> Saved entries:
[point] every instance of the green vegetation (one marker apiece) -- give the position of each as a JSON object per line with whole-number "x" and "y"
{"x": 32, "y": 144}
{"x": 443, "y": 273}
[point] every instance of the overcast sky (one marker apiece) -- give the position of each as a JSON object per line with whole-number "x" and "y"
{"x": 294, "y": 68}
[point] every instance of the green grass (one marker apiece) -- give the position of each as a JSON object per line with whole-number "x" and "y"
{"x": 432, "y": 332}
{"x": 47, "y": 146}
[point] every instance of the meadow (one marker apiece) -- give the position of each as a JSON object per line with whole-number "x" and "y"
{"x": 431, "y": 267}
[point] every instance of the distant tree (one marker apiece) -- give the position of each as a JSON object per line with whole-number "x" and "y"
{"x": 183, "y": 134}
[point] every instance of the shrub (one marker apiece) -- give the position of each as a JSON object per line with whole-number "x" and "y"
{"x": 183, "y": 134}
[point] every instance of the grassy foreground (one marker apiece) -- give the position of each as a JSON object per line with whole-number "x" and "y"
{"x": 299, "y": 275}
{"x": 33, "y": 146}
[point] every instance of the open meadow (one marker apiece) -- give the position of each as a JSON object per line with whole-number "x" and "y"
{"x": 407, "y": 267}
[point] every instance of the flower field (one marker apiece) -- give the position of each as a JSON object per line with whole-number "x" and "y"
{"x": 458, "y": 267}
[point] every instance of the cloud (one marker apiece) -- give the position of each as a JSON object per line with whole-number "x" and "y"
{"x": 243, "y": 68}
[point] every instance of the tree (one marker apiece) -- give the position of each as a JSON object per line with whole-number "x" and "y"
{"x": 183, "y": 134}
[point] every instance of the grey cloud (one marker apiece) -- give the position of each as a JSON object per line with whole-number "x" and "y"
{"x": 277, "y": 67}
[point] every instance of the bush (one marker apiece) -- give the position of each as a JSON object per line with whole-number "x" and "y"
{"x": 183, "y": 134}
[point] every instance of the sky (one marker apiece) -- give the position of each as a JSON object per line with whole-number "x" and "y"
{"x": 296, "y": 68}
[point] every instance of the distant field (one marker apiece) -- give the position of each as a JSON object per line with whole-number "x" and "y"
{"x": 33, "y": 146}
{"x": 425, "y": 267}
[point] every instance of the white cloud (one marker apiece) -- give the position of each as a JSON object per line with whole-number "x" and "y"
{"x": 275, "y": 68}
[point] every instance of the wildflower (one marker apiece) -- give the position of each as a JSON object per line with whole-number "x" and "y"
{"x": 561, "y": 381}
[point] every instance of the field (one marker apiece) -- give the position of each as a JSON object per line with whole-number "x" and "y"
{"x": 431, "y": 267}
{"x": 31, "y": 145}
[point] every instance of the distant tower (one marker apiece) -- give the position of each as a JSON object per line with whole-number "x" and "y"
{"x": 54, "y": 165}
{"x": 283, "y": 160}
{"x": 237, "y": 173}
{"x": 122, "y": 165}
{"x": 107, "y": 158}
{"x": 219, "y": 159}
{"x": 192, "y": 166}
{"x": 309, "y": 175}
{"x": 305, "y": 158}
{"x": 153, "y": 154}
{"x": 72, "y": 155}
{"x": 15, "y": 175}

> BRIEF:
For this exercise, copy word for word the line that contains "[point] every instance of the field" and every line after it, ending with the last line of the entries above.

> EXPECTED ANSWER:
[point] every instance of the field (one marker apiece) -- give the position of each as a JSON object per line with whole-number "x" and "y"
{"x": 431, "y": 267}
{"x": 31, "y": 145}
[point] every instance of the distant tower (one marker apiece) -- give the position of each as a JSON object per line with whole-number "x" and "y"
{"x": 54, "y": 165}
{"x": 283, "y": 160}
{"x": 237, "y": 173}
{"x": 122, "y": 165}
{"x": 107, "y": 158}
{"x": 219, "y": 159}
{"x": 192, "y": 166}
{"x": 309, "y": 175}
{"x": 305, "y": 158}
{"x": 153, "y": 154}
{"x": 72, "y": 155}
{"x": 15, "y": 175}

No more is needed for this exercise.